Stored rows:
———
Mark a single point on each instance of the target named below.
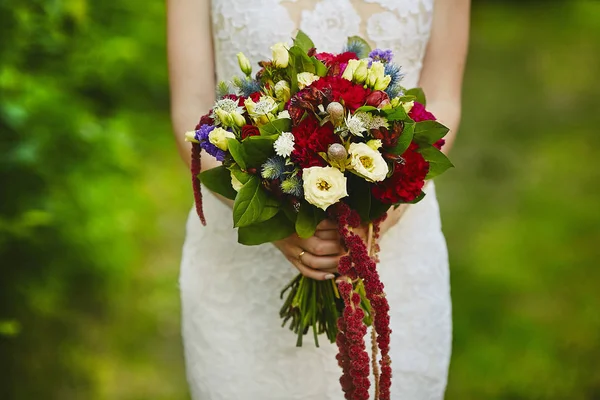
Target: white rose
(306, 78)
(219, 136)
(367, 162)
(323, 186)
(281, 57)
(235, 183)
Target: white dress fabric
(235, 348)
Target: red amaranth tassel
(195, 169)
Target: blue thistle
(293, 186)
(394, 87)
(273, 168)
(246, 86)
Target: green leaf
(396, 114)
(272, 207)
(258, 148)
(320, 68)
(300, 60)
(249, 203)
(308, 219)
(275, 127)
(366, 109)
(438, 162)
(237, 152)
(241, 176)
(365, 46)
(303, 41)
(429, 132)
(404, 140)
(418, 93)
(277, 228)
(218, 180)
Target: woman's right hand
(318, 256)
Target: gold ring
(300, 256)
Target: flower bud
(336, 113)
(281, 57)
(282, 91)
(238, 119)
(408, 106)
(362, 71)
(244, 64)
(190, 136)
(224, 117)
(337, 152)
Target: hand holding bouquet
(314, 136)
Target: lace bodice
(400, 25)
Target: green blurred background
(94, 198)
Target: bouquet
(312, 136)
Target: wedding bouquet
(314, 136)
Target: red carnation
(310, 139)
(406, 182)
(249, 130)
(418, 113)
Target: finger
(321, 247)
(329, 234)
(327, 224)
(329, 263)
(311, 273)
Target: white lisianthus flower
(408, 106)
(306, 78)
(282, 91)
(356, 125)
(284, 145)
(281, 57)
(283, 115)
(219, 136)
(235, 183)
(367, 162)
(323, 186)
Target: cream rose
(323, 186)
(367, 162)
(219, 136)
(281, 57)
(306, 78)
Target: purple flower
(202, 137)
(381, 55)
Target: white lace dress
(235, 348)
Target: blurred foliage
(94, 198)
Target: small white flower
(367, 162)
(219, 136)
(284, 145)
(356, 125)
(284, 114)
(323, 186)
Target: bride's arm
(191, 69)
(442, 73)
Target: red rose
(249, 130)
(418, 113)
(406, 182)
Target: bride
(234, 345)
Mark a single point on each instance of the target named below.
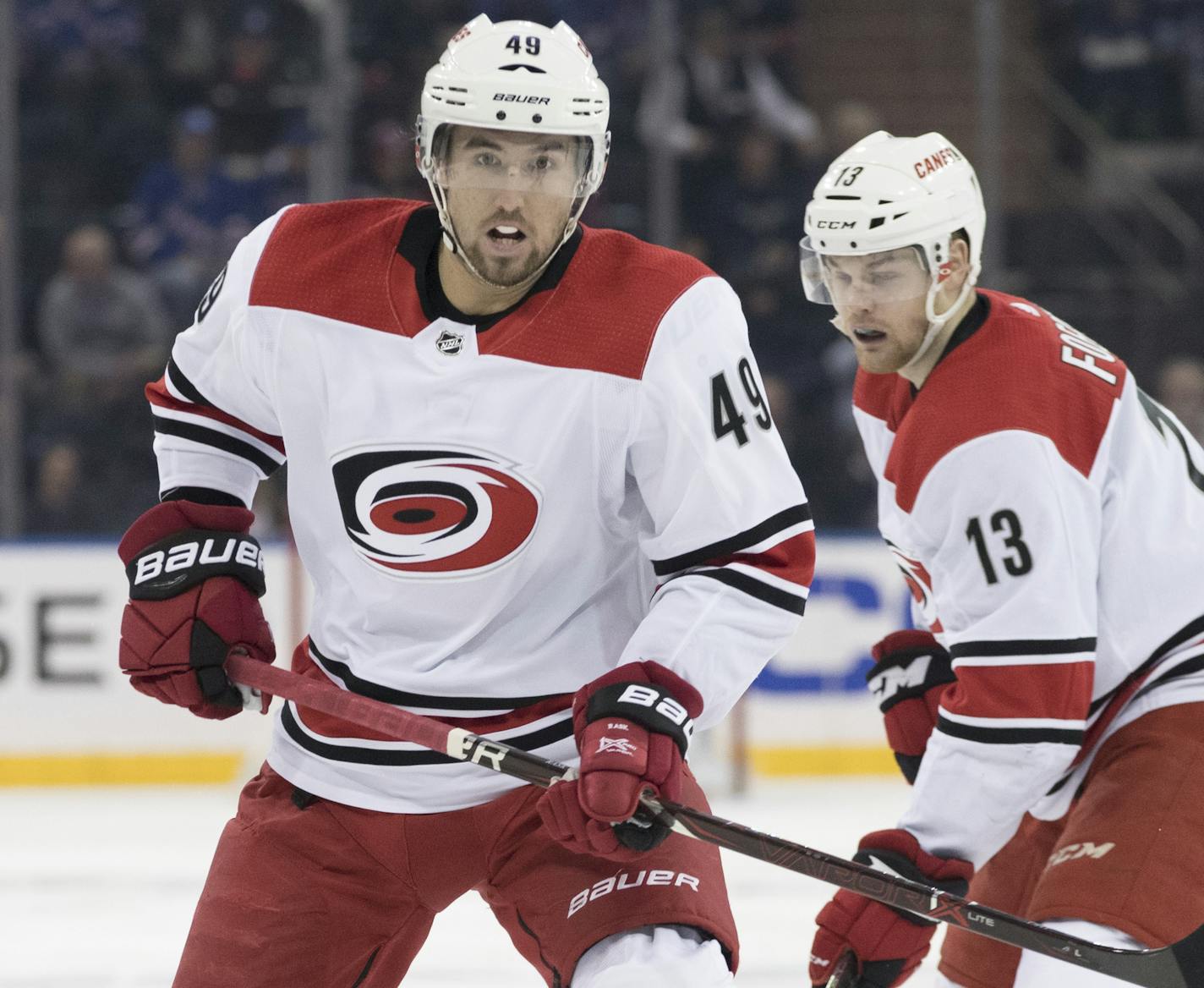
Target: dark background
———
Exercise directions:
Rewrite every line in the stretch from the one containing "Target: purple flower" through the end of the records above, adding -21 to each number in the coordinates. Leave the pictures out.

Worked solution:
Target: purple flower
(181, 116)
(360, 34)
Target: white lace dress
(214, 327)
Target: blurred foliage
(73, 177)
Target: small white flower
(346, 141)
(198, 115)
(263, 124)
(335, 104)
(263, 93)
(302, 165)
Target: bride's arm
(170, 48)
(421, 52)
Target: red rose
(228, 109)
(397, 92)
(385, 161)
Target: bride
(213, 324)
Mark a single point on each instance of the target named below.
Target: dark background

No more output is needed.